▶ _EXERCISE PROMPT_:
What lines in the entries below contain the word "Target"? Copy all of them.

_ _ _ _ _ _ _

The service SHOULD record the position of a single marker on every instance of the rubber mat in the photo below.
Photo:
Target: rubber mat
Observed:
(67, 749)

_ _ _ _ _ _ _

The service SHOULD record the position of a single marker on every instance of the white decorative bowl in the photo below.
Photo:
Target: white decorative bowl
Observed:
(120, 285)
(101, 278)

_ _ _ _ _ _ _

▶ _WRITTEN SOLUTION_:
Target: rubber mat
Target: white decorative bowl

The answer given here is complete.